** WHAT THE EXERCISE ASKS **
Write out the data below in full. Keep it exact.
===============
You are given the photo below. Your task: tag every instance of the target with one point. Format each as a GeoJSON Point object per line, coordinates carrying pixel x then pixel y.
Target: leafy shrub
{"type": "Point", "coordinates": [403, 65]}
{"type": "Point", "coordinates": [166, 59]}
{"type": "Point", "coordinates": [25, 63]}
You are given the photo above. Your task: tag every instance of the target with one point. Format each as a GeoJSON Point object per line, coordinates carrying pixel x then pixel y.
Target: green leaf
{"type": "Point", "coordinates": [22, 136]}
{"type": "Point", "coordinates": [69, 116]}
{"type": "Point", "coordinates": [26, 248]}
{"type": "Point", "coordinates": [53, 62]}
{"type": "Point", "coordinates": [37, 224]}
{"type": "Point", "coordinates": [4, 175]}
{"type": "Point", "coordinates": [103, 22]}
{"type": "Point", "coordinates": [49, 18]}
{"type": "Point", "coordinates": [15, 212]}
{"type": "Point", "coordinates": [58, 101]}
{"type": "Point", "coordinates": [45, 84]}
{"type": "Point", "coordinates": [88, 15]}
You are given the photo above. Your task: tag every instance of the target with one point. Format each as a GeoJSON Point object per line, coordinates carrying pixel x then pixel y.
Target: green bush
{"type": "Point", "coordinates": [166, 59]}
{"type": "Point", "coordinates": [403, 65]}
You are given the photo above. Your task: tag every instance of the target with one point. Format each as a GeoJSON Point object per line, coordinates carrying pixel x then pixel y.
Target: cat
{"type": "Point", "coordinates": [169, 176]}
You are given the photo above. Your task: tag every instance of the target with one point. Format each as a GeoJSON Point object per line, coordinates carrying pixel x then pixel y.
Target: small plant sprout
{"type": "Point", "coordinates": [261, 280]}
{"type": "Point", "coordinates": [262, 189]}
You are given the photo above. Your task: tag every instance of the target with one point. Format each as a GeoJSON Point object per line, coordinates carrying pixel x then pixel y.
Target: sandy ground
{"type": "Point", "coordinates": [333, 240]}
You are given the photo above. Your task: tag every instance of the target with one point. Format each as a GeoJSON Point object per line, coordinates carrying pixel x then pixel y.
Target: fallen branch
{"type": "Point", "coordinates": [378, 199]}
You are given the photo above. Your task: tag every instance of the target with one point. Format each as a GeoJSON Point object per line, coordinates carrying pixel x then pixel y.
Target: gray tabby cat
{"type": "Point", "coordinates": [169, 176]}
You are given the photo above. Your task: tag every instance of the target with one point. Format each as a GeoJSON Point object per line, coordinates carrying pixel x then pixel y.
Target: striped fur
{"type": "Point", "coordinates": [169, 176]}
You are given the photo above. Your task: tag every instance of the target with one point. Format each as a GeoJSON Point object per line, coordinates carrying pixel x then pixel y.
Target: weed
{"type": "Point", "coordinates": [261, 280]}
===============
** CORRECT RESULT **
You are given the photo below. Your task: tag every instance of the target with one point. Format each as a GeoJSON Point object per line, coordinates carrying pixel x then pixel y.
Target: leafy shrub
{"type": "Point", "coordinates": [403, 65]}
{"type": "Point", "coordinates": [166, 59]}
{"type": "Point", "coordinates": [25, 63]}
You are given the photo above. Your task: tag every instance of the target with one point. Format each as a GeoJSON Point object per line, coordinates carrying pixel x then pixel y.
Target: green leaf
{"type": "Point", "coordinates": [22, 136]}
{"type": "Point", "coordinates": [69, 116]}
{"type": "Point", "coordinates": [26, 248]}
{"type": "Point", "coordinates": [53, 62]}
{"type": "Point", "coordinates": [37, 224]}
{"type": "Point", "coordinates": [4, 175]}
{"type": "Point", "coordinates": [103, 22]}
{"type": "Point", "coordinates": [49, 18]}
{"type": "Point", "coordinates": [15, 212]}
{"type": "Point", "coordinates": [58, 101]}
{"type": "Point", "coordinates": [45, 84]}
{"type": "Point", "coordinates": [88, 15]}
You are given the photo above. Your task: tag every instance of the target with one point. Format each as a GeoJSON Point object per line, coordinates carrying pixel x then pixel y.
Target: green bush
{"type": "Point", "coordinates": [166, 59]}
{"type": "Point", "coordinates": [403, 65]}
You are given the photo above. Your task: tag every instance of the target with one point. Format each as a GeoJSON Point object per line, coordinates carrying pixel x then pixel y.
Target: cat
{"type": "Point", "coordinates": [169, 176]}
You are given the photo above. Your task: tag every instance of the target with one point. Format each as a GeoJSON Point object per line, coordinates carrying pixel x then pixel y.
Target: small plant sprout
{"type": "Point", "coordinates": [261, 280]}
{"type": "Point", "coordinates": [262, 189]}
You are given the photo above. Your task: tag every instance of the target with one point. Format each as a GeoJSON Point object per line, coordinates carrying pixel x then pixel y.
Target: sandy ground
{"type": "Point", "coordinates": [333, 240]}
You are given the photo above. Your task: tag every instance of the target with one point. Format each as a GeoJSON Point object per line, coordinates carrying pixel x then pixel y.
Target: fallen branch
{"type": "Point", "coordinates": [378, 199]}
You are given the photo above. Your task: tag every instance of the target with one point. Format each as a GeoJSON Point object per line, coordinates carrying pixel x then pixel y.
Target: gray tabby cat
{"type": "Point", "coordinates": [169, 176]}
You are given the photo above. Your task: tag every instance of the target with one point. Format each as a GeoJSON Point object per line, coordinates carrying pixel x then pixel y.
Target: striped fur
{"type": "Point", "coordinates": [169, 176]}
You are given the photo above. Your task: tag every instance of the target with one point. Format each as a GeoJSON Point object per line, coordinates carrying pixel x then pixel y.
Target: weed
{"type": "Point", "coordinates": [261, 280]}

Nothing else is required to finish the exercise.